- 文書の抜粋:

___

22年W杯観戦でカタールに行く人は、宿泊するホテルの近くにライトバンが停まっているのを見かけたら、監視されている可能性を警戒した方がいい。SRFの調査チーム「SRF Investigativ」が入手した秘密文書で、ハイテク偵察車両を含むカタールのスパイ装備の詳細が明らかになった。
ライトバンはコードネーム「ミステリー」と称する計画の一部で、可動式監視プラットフォームとして機能する。Wi-Fiネットワークから信号を傍受し、秘かに動画を記録し、自動的に車のナンバープレートを認識する。また、近くの携帯電話データを監視し、通話の傍受も可能だ。

___

- 対象データ:

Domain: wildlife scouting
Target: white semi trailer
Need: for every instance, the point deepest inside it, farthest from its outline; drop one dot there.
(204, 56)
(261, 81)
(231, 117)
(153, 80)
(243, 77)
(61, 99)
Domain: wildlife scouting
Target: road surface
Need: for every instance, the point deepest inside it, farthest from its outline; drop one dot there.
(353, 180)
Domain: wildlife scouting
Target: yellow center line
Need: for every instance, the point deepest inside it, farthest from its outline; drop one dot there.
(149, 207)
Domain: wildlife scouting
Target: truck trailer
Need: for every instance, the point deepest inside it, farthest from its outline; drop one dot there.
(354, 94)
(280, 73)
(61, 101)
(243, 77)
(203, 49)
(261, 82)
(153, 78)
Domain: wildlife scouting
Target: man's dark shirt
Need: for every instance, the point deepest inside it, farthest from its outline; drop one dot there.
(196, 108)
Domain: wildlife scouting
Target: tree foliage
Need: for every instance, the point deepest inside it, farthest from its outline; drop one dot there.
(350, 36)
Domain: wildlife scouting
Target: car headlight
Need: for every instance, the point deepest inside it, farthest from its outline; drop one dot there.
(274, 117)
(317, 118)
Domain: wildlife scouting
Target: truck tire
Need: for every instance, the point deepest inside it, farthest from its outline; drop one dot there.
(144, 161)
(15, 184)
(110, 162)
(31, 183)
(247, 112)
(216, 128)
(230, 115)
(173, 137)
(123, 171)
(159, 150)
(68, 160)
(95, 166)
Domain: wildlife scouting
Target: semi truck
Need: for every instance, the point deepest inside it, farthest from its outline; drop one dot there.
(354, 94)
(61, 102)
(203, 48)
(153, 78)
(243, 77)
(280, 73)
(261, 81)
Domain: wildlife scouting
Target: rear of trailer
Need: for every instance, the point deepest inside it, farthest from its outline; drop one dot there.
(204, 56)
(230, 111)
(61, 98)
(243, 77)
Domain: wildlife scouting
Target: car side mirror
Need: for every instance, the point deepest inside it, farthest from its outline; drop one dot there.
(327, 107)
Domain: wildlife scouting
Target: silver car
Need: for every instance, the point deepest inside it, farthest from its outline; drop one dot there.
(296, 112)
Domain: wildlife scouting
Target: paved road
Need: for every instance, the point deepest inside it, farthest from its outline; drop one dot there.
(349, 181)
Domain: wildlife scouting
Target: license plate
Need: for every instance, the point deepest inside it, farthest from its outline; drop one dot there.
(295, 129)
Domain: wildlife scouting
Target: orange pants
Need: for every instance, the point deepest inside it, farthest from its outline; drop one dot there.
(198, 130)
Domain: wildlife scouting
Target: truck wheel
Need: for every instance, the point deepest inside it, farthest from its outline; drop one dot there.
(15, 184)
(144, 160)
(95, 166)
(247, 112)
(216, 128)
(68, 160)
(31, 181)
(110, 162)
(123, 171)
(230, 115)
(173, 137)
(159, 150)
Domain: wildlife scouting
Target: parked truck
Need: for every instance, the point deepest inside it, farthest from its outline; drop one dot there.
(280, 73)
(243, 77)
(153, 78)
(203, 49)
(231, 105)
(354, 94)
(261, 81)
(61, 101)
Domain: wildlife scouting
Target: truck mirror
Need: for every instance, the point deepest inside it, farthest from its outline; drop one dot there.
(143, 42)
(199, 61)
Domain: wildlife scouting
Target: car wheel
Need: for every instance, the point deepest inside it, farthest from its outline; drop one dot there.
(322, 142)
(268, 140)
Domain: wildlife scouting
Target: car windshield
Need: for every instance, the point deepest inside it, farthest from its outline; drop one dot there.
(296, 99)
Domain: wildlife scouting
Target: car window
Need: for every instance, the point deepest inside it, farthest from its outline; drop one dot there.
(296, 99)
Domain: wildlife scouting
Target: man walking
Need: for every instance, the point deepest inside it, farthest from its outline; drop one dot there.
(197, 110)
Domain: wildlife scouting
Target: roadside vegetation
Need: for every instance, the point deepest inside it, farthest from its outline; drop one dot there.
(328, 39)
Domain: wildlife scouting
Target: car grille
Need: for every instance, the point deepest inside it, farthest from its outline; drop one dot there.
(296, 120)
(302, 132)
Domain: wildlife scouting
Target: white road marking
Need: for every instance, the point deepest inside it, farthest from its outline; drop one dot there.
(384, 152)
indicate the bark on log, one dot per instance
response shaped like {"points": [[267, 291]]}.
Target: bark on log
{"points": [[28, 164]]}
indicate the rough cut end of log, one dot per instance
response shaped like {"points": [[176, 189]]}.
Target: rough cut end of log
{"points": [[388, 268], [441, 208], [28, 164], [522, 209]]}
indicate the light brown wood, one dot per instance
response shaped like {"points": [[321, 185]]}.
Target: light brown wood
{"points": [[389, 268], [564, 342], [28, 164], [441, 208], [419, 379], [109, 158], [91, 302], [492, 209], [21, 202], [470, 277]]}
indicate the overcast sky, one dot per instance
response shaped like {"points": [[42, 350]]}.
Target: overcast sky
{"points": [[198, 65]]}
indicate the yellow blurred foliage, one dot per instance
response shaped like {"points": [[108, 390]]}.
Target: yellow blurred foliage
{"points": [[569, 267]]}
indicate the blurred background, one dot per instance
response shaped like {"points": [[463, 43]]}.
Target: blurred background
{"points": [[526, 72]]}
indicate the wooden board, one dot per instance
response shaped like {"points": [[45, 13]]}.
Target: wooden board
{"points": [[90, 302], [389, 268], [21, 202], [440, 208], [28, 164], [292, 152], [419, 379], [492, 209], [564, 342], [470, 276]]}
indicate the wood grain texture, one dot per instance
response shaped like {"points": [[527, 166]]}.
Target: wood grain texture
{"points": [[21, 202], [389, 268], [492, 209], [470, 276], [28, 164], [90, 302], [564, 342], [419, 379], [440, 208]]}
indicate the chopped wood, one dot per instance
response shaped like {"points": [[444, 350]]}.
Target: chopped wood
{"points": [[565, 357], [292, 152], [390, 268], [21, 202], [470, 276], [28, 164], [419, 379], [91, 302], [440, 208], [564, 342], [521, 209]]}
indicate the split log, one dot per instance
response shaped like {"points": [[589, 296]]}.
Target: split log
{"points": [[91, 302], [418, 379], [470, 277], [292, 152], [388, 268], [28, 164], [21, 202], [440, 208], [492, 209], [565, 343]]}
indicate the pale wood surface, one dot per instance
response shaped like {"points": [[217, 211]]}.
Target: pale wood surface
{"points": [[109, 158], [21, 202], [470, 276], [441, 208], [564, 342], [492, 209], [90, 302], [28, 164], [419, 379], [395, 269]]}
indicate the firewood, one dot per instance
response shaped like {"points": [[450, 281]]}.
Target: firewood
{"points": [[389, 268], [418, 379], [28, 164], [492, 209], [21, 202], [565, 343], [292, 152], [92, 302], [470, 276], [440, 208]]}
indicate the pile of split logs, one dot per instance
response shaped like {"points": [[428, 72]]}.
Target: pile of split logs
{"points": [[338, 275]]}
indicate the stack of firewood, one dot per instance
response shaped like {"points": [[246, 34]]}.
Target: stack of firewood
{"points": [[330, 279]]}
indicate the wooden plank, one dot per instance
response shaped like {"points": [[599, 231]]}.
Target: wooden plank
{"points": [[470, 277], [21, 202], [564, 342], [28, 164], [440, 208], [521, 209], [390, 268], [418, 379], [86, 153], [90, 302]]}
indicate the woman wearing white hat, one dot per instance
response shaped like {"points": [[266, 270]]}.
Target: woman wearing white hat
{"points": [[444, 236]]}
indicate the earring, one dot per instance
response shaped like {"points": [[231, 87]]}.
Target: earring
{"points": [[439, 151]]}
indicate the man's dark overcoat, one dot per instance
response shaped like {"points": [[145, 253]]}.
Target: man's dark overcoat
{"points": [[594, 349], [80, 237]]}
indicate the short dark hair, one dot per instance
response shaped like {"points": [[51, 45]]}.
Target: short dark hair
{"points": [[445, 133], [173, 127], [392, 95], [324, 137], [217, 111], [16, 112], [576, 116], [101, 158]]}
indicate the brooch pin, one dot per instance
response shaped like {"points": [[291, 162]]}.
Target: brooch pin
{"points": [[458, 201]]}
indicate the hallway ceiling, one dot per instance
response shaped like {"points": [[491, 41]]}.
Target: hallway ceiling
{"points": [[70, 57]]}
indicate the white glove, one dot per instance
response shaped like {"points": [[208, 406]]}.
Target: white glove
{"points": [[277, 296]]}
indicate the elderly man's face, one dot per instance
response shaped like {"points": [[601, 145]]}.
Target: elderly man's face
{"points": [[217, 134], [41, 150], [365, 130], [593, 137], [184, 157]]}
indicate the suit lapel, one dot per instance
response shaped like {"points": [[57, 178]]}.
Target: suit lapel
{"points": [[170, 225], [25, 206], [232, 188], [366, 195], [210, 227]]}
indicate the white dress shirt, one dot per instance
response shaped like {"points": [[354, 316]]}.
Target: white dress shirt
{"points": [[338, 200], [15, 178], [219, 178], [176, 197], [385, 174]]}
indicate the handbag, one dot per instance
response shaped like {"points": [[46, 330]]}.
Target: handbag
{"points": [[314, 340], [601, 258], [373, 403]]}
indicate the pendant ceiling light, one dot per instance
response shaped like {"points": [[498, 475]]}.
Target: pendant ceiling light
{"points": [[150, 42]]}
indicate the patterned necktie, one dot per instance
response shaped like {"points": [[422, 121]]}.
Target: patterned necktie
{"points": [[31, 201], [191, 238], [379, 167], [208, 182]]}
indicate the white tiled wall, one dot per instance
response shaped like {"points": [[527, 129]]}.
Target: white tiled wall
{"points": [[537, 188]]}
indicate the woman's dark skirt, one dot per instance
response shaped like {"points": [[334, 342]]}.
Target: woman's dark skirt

___

- 必要事項:
文書の抜粋について、次の問いに答えよ。
(a) 秘密文書を入手した調査チームは何と呼ばれているか。
(b) ライトバンはどんなコードネームの計画の一部か。
(c) ライトバンが自動的に認識するものは何か。
記録はここでは使わない。

- 課題への回答:
(a) SRF Investigativ
(b) ミステリー
(c) 車のナンバープレート